** Task description **
Rewrite every line of the data below as a numbered list, omitting any blank lines.

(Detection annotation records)
▼

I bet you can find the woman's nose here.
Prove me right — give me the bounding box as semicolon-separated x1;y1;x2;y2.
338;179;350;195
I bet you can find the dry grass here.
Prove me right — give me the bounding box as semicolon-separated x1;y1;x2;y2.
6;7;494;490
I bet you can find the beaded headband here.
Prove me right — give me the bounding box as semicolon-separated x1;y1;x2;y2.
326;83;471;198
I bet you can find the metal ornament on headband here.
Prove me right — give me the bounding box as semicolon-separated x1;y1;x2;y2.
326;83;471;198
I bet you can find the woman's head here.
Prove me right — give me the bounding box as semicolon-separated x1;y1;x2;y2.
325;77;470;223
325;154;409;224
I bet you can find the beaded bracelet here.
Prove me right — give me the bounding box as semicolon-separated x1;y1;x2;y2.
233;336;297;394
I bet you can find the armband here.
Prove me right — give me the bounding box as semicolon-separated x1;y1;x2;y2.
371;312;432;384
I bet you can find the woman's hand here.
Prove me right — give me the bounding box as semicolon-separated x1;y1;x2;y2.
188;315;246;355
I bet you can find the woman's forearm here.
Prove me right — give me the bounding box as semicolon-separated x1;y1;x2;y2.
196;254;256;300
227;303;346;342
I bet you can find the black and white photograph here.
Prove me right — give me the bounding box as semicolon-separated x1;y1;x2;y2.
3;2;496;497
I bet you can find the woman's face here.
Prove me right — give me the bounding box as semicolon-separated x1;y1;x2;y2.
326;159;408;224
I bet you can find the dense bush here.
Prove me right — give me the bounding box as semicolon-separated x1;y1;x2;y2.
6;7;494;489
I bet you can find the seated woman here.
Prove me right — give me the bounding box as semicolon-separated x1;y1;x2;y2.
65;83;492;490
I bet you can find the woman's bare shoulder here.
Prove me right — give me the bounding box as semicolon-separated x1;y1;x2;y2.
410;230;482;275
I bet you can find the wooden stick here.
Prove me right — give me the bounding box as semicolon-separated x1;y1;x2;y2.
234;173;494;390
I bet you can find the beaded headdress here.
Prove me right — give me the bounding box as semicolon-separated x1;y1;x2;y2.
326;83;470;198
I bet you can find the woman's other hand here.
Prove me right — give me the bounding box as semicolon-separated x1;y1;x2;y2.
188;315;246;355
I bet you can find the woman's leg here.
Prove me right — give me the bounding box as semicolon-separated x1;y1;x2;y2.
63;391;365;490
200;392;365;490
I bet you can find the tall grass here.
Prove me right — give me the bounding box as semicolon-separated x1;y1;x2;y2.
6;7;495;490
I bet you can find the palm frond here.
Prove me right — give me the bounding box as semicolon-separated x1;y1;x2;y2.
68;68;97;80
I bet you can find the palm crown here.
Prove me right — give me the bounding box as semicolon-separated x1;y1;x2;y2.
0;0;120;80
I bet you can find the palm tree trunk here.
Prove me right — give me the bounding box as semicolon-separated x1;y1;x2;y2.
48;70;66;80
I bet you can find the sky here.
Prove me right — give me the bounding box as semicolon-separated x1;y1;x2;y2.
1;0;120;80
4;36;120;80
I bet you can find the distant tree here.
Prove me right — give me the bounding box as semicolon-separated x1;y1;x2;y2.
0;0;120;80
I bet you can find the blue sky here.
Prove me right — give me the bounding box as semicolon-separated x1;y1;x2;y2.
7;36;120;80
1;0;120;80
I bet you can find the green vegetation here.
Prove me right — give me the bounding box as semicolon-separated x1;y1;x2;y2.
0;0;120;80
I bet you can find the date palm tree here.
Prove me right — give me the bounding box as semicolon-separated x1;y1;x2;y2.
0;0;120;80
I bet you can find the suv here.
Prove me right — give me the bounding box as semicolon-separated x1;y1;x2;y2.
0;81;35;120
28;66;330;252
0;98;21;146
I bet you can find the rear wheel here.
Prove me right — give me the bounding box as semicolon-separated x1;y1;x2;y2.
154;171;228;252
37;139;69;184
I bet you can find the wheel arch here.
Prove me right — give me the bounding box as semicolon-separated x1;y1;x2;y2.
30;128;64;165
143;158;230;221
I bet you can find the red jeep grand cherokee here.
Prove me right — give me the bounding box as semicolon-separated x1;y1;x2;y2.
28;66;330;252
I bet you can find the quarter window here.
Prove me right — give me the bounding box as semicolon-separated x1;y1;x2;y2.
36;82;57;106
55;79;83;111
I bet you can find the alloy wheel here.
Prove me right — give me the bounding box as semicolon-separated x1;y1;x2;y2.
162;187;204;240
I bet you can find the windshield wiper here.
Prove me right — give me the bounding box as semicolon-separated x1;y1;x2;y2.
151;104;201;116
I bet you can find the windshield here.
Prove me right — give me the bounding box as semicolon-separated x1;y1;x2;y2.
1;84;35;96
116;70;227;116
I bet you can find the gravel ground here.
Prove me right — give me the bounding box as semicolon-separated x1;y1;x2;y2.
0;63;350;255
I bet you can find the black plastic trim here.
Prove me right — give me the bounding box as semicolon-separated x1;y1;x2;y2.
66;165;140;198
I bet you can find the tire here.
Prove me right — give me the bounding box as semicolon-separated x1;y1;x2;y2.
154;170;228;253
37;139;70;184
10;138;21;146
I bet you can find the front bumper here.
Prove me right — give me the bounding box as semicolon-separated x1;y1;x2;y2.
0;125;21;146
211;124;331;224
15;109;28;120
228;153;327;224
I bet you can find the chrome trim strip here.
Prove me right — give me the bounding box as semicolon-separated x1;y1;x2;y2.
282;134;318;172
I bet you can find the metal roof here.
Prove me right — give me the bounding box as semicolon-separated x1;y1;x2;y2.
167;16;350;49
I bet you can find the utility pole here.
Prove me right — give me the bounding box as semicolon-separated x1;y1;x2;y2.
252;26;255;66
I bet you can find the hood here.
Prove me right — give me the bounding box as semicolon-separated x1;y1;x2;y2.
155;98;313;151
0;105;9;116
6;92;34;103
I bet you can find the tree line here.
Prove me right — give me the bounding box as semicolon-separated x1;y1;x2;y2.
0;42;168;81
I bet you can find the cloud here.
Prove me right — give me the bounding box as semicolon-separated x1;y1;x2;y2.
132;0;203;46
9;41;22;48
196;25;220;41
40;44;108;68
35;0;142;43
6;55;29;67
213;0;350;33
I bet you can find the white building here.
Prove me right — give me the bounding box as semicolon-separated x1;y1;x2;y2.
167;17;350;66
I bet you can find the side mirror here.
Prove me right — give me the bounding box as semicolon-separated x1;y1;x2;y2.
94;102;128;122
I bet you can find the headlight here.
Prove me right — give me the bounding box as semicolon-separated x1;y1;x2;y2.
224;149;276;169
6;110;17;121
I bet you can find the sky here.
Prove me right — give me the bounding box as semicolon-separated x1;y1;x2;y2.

▲

** Response to this task **
1. I bet you can find the woman's nose here.
2. Prove me right — give me the bounding box as semicolon-separated x1;y1;x2;y2.
3. 338;179;350;195
4. I bet you can find the dry grass here.
5. Prove me right — give me the bounding box as semicolon-separated x1;y1;x2;y2.
6. 6;7;494;490
7. I bet you can find the beaded headband here.
8. Prove me right — give me the bounding box as semicolon-separated x1;y1;x2;y2.
9. 326;83;471;198
10. I bet you can find the metal ornament on headband here.
11. Prove me right — give me the bounding box as semicolon-separated x1;y1;x2;y2.
12. 326;83;471;198
13. I bet you can find the woman's head here.
14. Prove me right — give me the bounding box as semicolon-separated x1;y1;x2;y2.
15. 325;77;470;223
16. 325;154;409;224
17. I bet you can find the beaded bracelet here.
18. Prove me right — give me the bounding box as semicolon-separated x1;y1;x2;y2.
19. 233;336;297;394
20. I bet you can find the armband here.
21. Prove me right — give me the bounding box as semicolon-separated x1;y1;x2;y2.
22. 371;312;432;384
23. I bet you can find the woman's hand here.
24. Prove me right — give me the bounding box as semicolon-separated x1;y1;x2;y2.
25. 188;315;246;355
26. I bet you can find the woman's forearm here.
27. Prove me right — give me the bounding box as semicolon-separated x1;y1;x2;y2.
28. 196;254;256;300
29. 227;303;346;342
30. I bet you can find the black and white photograph here.
31. Prove me right — give me the bounding box as semicolon-separated x1;y1;x2;y2.
32. 3;2;496;497
33. I bet you can find the woman's face here.
34. Prove me right — give me the bounding box as semicolon-separated x1;y1;x2;y2.
35. 326;159;408;224
36. I bet you can find the dense bush here.
37. Prove me right — give me the bounding box as semicolon-separated x1;y1;x2;y2.
38. 6;7;494;489
39. I bet you can find the seated woman here.
40. Prove me right — give me the bounding box as semicolon-separated x1;y1;x2;y2.
41. 65;83;492;490
42. I bet you can find the woman's bare shoulder here.
43. Prove me right — give me the bounding box as semicolon-separated x1;y1;x2;y2.
44. 410;230;482;275
45. I bet you can find the wooden stick here.
46. Prove me right — give me the bounding box as semicolon-separated x1;y1;x2;y2.
47. 234;173;494;390
48. I bet you can find the beaded headdress here.
49. Prove me right — give me the bounding box as semicolon-separated x1;y1;x2;y2.
50. 326;83;470;198
51. I bet you can find the woman's other hand here.
52. Prove me right — give me the bounding box as semicolon-separated x1;y1;x2;y2.
53. 188;315;246;355
54. I bet you can find the woman's leg here.
55. Prove me right — give me the bounding box as semicolon-separated x1;y1;x2;y2.
56. 63;391;365;490
57. 200;392;365;490
58. I bet you can find the tall grass here.
59. Prove me right — give me the bounding box as semicolon-separated x1;y1;x2;y2.
60. 6;7;495;490
61. I bet you can find the palm frond here.
62. Prove me right — give me the bounding box as semicolon-separated x1;y1;x2;y2.
63. 68;68;97;80
64. I bet you can find the palm crown here.
65. Prove me right — give me the bounding box as semicolon-separated x1;y1;x2;y2.
66. 0;0;120;80
67. I bet you can find the palm tree trunk here.
68. Prove me right — give me the bounding box as semicolon-separated x1;y1;x2;y2.
69. 48;70;66;80
70. I bet you can find the sky here.
71. Prove me right — give me the bounding box as semicolon-separated x1;y1;x2;y2.
72. 1;0;120;80
73. 4;36;120;80
74. I bet you can find the distant tree here.
75. Prove me right — give me the bounding box as semicolon-separated x1;y1;x2;y2.
76. 0;0;120;80
77. I bet you can find the blue sky here.
78. Prove me right — give me the bounding box as semicolon-separated x1;y1;x2;y2.
79. 7;36;120;80
80. 1;0;120;80
81. I bet you can find the green vegetation here.
82. Prove me right — give me the bounding box as semicolon-separated x1;y1;x2;y2.
83. 0;0;120;80
84. I bet you can find the date palm tree here.
85. Prove me right — give me the bounding box as semicolon-separated x1;y1;x2;y2.
86. 0;0;120;80
87. I bet you can find the suv here.
88. Prove me right — give me the bounding box as semicolon-separated x1;y1;x2;y2.
89. 0;81;35;120
90. 28;66;330;252
91. 0;98;21;146
92. I bet you can find the rear wheel here.
93. Prove me right — give me the bounding box as semicolon-separated x1;y1;x2;y2.
94. 154;171;228;252
95. 37;139;69;184
96. I bet you can find the wheel arch here.
97. Prove me right — give me the bounding box as semicolon-separated x1;y1;x2;y2.
98. 30;128;64;165
99. 143;158;230;221
100. I bet you can find the red jeep grand cherokee here.
101. Prove me right — give me the bounding box as semicolon-separated x1;y1;x2;y2.
102. 28;66;330;252
103. I bet you can find the quarter window here.
104. Prove me right — give me the bounding box as semicolon-separated x1;y1;x2;y2.
105. 36;82;57;106
106. 55;79;83;111
107. I bet you can find the alloy wheel here.
108. Prove me right — give me the bounding box as semicolon-separated x1;y1;x2;y2.
109. 162;187;204;240
110. I bet you can find the windshield wiper here.
111. Prove me right — give me the bounding box as semicolon-separated x1;y1;x2;y2.
112. 151;104;201;116
113. I bet you can find the windshield here.
114. Prove me right — give me the bounding box as semicolon-separated x1;y1;x2;y2.
115. 1;84;35;96
116. 116;70;227;116
117. I bet you can find the gravel ground here.
118. Prove me right — give me the bounding box as semicolon-separated x1;y1;x2;y2.
119. 0;63;350;255
120. I bet you can find the black plastic trim here.
121. Prove me right — give me the bounding box as semicolon-separated x1;y1;x2;y2.
122. 66;165;140;198
123. I bet you can find the tire here.
124. Prove me right — give me the bounding box as semicolon-separated x1;y1;x2;y2.
125. 154;170;228;253
126. 37;139;70;184
127. 10;138;21;146
128. I bet you can find the front bumper here.
129. Prove me right — give me the bounding box as semicolon-separated x1;y1;x2;y2.
130. 0;125;21;146
131. 211;124;331;224
132. 15;109;28;120
133. 228;153;327;224
134. I bet you can find the chrome trim strip here.
135. Prove me right — give me the bounding box as semicolon-separated x1;y1;x2;y2.
136. 282;134;318;172
137. I bet you can find the metal roof here.
138. Prove me right — give me the bounding box as semicolon-separated x1;y1;x2;y2.
139. 167;16;350;49
140. I bet you can find the utility pole here.
141. Prove me right — give me the bounding box as semicolon-separated x1;y1;x2;y2.
142. 252;26;255;66
143. I bet you can find the hood here.
144. Prove me right — give me the bounding box as semicolon-separated x1;y1;x2;y2.
145. 155;98;313;151
146. 0;105;9;116
147. 6;92;34;103
148. I bet you can find the tree line here.
149. Prove me right — give me the bounding box as semicolon-separated x1;y1;x2;y2.
150. 0;42;168;81
151. I bet you can find the cloud here.
152. Prove me right — give me the bounding box as semicolon-separated x1;y1;x2;y2.
153. 132;0;203;46
154. 9;41;22;48
155. 196;25;220;41
156. 40;44;108;68
157. 35;0;142;43
158. 6;55;29;67
159. 213;0;350;33
160. I bet you can find the white building here.
161. Prove me right — give me the bounding box as semicolon-separated x1;y1;x2;y2.
162. 167;17;350;66
163. I bet you can find the side mirror here.
164. Prove me right — give me the bounding box as semicolon-separated x1;y1;x2;y2.
165. 94;102;128;122
166. I bet you can find the headlight here.
167. Prove me right — give me the bounding box as semicolon-separated x1;y1;x2;y2.
168. 224;149;276;169
169. 6;110;17;121
170. I bet you can find the sky here.
171. Prove me right — give me the bounding box as semicolon-separated x1;y1;x2;y2.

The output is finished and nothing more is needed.